#### [EXERCISE PROMPT]
Using the entries below, output exactly the line containing "Practice step: indicate the water" and all lines that follow it to the end.

A run of records:

⁂

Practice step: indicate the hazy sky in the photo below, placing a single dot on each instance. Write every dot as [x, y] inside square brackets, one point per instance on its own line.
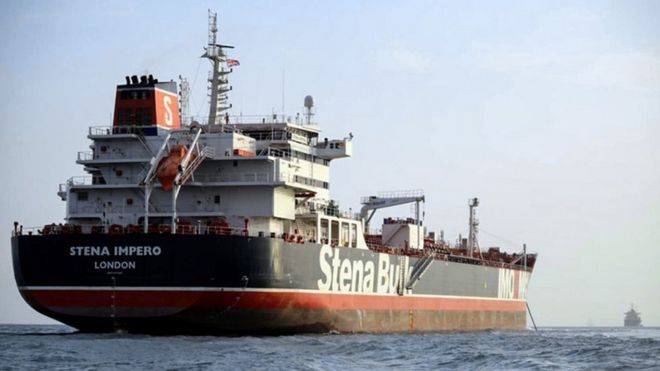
[547, 111]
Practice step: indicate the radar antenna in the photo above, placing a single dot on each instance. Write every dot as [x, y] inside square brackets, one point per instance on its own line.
[309, 107]
[218, 82]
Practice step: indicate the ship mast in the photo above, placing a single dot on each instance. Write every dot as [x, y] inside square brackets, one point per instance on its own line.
[473, 244]
[218, 82]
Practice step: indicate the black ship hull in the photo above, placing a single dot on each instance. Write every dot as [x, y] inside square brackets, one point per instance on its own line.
[153, 283]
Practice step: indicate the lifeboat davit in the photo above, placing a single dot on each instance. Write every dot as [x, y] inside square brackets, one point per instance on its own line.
[169, 166]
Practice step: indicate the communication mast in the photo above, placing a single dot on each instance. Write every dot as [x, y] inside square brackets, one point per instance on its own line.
[473, 243]
[218, 81]
[184, 98]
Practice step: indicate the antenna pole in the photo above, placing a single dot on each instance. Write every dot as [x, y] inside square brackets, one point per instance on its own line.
[218, 82]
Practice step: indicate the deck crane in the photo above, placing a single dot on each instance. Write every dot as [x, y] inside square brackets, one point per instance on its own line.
[372, 203]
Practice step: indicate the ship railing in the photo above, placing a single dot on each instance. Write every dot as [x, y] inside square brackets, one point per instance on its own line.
[92, 180]
[243, 177]
[114, 154]
[114, 229]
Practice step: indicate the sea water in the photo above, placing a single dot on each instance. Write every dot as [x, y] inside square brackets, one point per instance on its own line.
[39, 347]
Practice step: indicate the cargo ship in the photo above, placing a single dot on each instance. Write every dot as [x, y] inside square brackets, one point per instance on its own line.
[632, 318]
[226, 226]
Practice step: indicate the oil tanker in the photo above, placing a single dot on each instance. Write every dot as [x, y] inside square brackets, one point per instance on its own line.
[226, 226]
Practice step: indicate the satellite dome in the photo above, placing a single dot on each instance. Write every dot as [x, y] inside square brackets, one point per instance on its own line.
[309, 101]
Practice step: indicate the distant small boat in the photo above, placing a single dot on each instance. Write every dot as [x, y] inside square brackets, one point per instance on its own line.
[632, 318]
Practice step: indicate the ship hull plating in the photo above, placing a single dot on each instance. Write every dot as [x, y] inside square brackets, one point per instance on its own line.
[237, 285]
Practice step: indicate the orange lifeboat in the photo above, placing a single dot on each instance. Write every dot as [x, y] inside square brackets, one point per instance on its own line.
[169, 166]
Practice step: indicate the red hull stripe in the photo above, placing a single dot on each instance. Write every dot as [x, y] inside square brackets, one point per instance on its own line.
[262, 300]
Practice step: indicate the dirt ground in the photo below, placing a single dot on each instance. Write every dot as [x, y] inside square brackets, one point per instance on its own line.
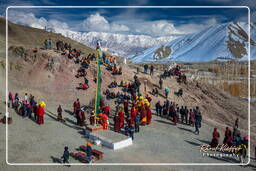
[160, 142]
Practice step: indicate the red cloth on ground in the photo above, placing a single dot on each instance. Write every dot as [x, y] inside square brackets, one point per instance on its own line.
[149, 116]
[76, 106]
[215, 134]
[116, 123]
[121, 116]
[106, 110]
[40, 115]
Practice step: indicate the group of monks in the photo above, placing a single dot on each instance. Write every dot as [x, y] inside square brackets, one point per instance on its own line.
[141, 109]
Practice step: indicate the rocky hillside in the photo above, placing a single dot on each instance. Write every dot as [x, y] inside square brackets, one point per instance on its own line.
[220, 42]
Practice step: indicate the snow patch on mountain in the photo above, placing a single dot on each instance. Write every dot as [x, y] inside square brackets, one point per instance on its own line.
[223, 41]
[118, 44]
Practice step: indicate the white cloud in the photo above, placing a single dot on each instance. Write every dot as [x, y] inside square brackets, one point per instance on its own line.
[31, 20]
[195, 27]
[27, 19]
[96, 22]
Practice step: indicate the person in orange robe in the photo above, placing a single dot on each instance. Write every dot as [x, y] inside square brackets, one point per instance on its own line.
[40, 115]
[116, 123]
[149, 116]
[143, 116]
[215, 138]
[121, 117]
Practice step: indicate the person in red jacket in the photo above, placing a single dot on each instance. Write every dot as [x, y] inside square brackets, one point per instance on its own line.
[81, 117]
[40, 115]
[106, 110]
[121, 116]
[126, 107]
[149, 116]
[215, 138]
[143, 116]
[76, 106]
[228, 137]
[116, 123]
[133, 113]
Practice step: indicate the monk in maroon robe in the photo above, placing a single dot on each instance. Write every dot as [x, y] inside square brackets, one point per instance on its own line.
[121, 117]
[117, 123]
[215, 138]
[149, 116]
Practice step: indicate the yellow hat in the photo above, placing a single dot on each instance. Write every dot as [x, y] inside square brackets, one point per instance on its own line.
[89, 143]
[42, 104]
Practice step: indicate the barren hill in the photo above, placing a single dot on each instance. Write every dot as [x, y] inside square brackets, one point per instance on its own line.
[55, 82]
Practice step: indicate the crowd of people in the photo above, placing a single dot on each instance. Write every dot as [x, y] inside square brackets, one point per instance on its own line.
[27, 106]
[232, 140]
[177, 114]
[132, 109]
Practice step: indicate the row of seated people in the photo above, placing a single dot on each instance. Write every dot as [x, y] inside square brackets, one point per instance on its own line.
[113, 95]
[115, 70]
[114, 84]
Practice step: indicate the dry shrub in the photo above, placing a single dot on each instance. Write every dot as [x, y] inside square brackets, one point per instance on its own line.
[234, 89]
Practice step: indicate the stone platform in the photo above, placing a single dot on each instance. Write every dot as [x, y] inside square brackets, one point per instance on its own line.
[111, 139]
[92, 128]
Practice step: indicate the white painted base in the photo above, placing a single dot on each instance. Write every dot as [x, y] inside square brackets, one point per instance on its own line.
[121, 142]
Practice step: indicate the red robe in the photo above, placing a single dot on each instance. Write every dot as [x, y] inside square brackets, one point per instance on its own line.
[121, 116]
[149, 116]
[215, 138]
[133, 114]
[81, 117]
[116, 123]
[76, 106]
[106, 110]
[143, 116]
[126, 105]
[40, 115]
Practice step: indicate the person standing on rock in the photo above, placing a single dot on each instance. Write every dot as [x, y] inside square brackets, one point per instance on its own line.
[46, 44]
[65, 155]
[228, 137]
[121, 117]
[137, 123]
[175, 116]
[158, 106]
[191, 117]
[149, 116]
[151, 70]
[146, 68]
[186, 114]
[89, 152]
[116, 123]
[76, 106]
[182, 114]
[198, 119]
[50, 43]
[59, 111]
[166, 90]
[215, 138]
[160, 83]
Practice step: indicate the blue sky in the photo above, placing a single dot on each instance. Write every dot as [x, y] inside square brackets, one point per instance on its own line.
[153, 22]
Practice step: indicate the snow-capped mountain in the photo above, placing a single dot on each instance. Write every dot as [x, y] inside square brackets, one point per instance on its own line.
[223, 41]
[119, 44]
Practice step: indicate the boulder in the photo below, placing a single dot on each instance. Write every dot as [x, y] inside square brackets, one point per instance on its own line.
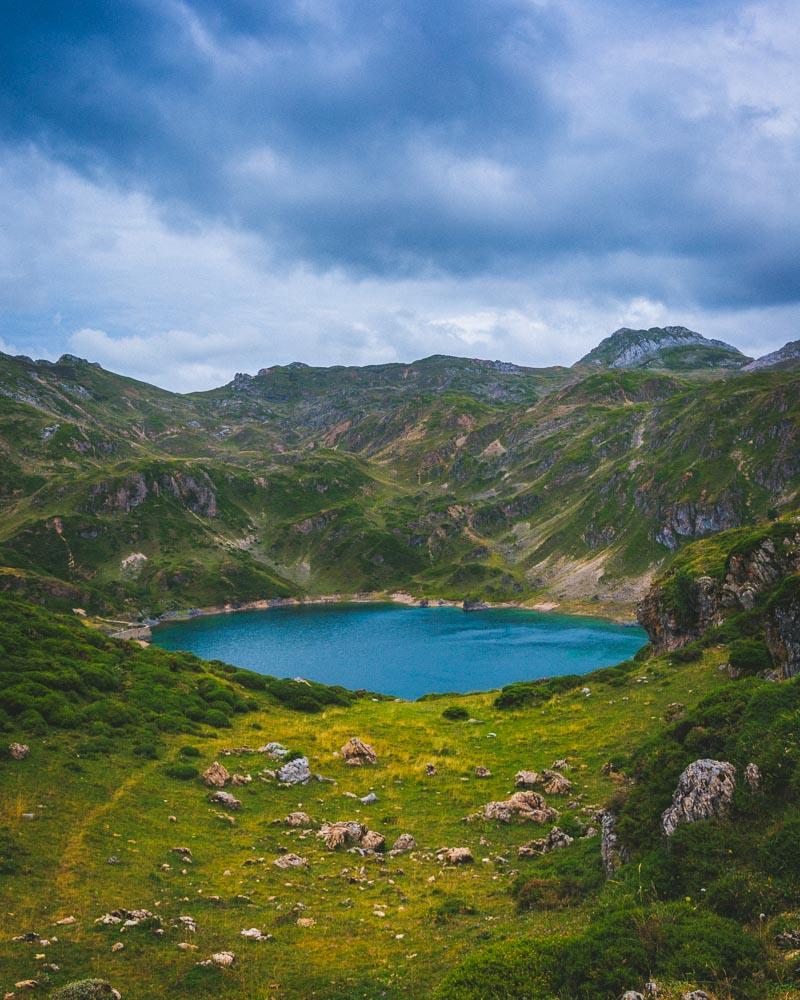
[612, 853]
[295, 772]
[286, 861]
[528, 806]
[356, 753]
[455, 856]
[215, 776]
[344, 834]
[372, 841]
[405, 842]
[225, 799]
[555, 783]
[752, 775]
[554, 840]
[704, 791]
[87, 989]
[298, 819]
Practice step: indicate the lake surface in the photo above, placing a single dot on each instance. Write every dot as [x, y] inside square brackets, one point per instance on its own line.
[404, 651]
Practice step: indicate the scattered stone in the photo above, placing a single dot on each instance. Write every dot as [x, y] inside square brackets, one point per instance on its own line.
[752, 775]
[555, 783]
[529, 806]
[704, 791]
[254, 934]
[554, 840]
[787, 939]
[405, 842]
[224, 959]
[346, 833]
[372, 841]
[455, 856]
[226, 799]
[290, 861]
[87, 989]
[295, 772]
[298, 819]
[356, 753]
[215, 776]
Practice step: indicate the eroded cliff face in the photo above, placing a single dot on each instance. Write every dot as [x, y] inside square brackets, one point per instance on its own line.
[195, 492]
[680, 608]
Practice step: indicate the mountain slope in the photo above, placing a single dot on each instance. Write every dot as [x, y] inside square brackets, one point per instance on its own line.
[449, 477]
[673, 348]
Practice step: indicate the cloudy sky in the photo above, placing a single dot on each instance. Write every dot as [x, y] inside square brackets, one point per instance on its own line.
[191, 188]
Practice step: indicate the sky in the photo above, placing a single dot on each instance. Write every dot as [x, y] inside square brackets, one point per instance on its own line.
[190, 189]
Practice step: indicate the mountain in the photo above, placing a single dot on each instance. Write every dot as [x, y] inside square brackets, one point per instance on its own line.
[449, 477]
[673, 348]
[789, 354]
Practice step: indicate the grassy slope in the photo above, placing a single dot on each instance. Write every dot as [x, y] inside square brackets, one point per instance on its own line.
[93, 799]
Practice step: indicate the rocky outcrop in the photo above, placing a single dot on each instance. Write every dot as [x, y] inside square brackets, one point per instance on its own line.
[356, 753]
[216, 775]
[528, 806]
[782, 629]
[705, 790]
[612, 853]
[295, 772]
[554, 840]
[679, 608]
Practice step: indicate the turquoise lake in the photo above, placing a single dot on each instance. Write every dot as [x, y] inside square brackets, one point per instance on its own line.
[404, 651]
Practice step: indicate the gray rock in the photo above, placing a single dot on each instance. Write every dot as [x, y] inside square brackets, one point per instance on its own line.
[225, 799]
[704, 791]
[295, 772]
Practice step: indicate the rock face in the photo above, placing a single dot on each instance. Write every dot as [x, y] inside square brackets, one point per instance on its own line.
[705, 601]
[356, 753]
[221, 798]
[295, 772]
[786, 355]
[611, 852]
[554, 840]
[527, 805]
[782, 632]
[704, 791]
[455, 856]
[216, 776]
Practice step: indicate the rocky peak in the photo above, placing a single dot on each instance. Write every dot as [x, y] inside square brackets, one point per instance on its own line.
[785, 355]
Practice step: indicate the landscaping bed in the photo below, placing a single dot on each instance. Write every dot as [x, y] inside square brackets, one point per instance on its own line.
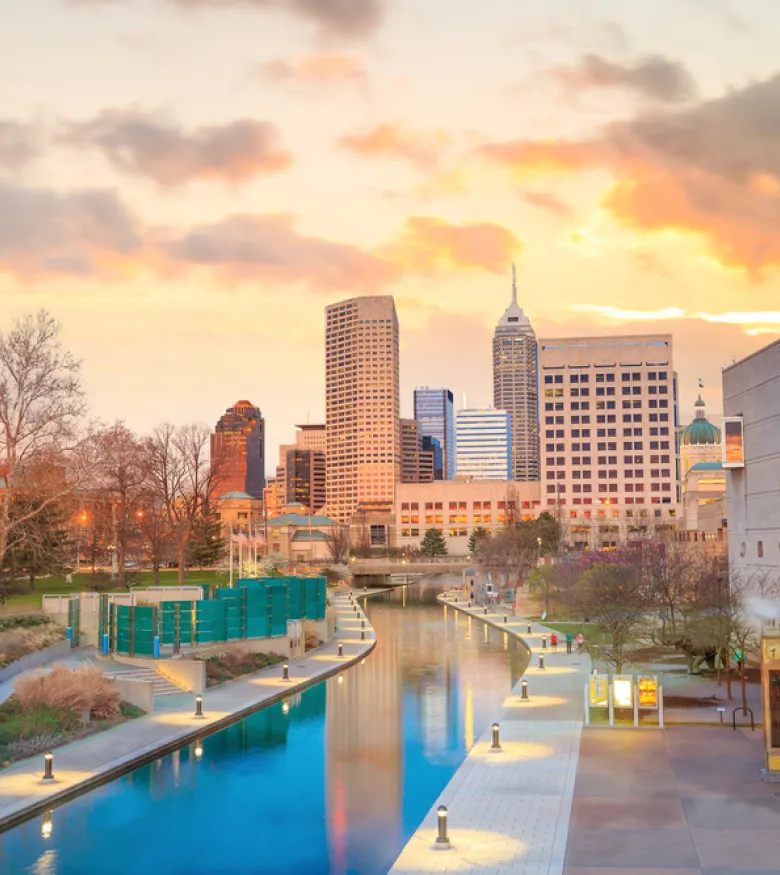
[49, 710]
[25, 634]
[223, 667]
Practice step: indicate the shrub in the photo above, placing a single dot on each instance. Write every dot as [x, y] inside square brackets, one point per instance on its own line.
[81, 689]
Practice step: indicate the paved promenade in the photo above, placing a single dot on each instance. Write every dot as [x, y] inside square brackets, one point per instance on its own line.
[93, 760]
[509, 812]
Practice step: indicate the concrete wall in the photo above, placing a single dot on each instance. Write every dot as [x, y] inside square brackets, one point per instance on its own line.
[138, 693]
[751, 389]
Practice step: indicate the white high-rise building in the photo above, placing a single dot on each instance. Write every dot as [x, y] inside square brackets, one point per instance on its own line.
[482, 444]
[609, 426]
[516, 386]
[362, 405]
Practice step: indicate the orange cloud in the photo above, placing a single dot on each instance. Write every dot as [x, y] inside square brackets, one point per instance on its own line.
[422, 148]
[317, 69]
[427, 245]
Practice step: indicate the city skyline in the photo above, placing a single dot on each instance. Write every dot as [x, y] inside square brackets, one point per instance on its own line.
[168, 215]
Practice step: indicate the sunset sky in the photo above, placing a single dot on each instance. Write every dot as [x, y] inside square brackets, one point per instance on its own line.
[186, 184]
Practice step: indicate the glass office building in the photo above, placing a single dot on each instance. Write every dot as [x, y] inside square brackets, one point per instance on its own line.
[434, 410]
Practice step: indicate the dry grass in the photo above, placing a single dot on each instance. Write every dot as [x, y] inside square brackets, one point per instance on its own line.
[16, 643]
[81, 689]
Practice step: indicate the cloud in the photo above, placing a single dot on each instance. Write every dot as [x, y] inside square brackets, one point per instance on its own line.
[711, 169]
[269, 247]
[18, 144]
[345, 18]
[82, 233]
[422, 148]
[316, 69]
[149, 145]
[655, 77]
[546, 201]
[427, 245]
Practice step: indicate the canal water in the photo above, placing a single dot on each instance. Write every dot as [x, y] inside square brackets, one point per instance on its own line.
[334, 782]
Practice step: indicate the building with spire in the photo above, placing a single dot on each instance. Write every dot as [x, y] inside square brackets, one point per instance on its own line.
[516, 386]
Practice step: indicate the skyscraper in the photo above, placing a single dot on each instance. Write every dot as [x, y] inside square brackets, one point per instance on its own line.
[482, 441]
[362, 404]
[238, 450]
[516, 385]
[433, 409]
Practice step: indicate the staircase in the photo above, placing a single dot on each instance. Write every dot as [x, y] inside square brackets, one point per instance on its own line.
[162, 686]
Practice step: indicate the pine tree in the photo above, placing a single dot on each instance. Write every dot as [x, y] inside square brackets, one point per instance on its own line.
[433, 544]
[206, 545]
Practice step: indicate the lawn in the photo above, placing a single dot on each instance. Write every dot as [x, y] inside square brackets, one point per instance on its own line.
[31, 601]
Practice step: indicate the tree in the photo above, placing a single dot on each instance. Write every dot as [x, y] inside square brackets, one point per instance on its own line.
[616, 599]
[338, 544]
[42, 453]
[477, 536]
[433, 543]
[206, 545]
[181, 479]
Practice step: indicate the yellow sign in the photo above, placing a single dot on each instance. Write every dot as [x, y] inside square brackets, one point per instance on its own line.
[598, 691]
[623, 691]
[648, 692]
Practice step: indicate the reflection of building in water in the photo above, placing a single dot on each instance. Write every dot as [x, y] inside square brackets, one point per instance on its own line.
[364, 764]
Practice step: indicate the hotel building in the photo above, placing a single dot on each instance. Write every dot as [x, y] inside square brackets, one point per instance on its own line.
[609, 426]
[516, 386]
[483, 444]
[434, 410]
[362, 405]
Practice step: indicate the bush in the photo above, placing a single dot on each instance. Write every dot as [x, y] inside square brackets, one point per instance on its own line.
[16, 643]
[81, 689]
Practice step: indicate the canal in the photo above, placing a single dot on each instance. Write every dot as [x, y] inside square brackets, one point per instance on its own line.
[332, 782]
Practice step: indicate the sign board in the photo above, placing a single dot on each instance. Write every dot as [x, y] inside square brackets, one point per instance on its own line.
[733, 442]
[597, 691]
[648, 692]
[623, 691]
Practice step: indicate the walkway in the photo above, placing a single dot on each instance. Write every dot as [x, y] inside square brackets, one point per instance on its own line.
[100, 757]
[509, 812]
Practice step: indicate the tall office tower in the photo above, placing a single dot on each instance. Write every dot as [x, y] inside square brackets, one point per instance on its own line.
[483, 444]
[304, 473]
[361, 404]
[516, 385]
[433, 409]
[238, 449]
[417, 463]
[608, 434]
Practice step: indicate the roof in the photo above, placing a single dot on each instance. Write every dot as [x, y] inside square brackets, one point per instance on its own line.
[313, 535]
[298, 519]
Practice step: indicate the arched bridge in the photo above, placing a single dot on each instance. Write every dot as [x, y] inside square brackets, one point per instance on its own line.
[439, 565]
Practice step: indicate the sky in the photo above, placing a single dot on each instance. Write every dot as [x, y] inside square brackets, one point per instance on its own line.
[186, 184]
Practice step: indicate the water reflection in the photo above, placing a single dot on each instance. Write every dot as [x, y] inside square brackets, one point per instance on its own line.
[334, 783]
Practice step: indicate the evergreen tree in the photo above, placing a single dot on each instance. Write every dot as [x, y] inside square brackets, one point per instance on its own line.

⁂

#### [OUTPUT OF THE EXERCISE]
Practice step: indicate the water reflection in the photo above, placing a single dot on each instance. Write every dot as [x, y] inside square brackets, one point per instance on its own line.
[334, 783]
Practice step: indicate the evergreen tree in the photo above, placing a single dot on each instance. Write every dot as [x, y] inside square brackets, one point per instance on its own line.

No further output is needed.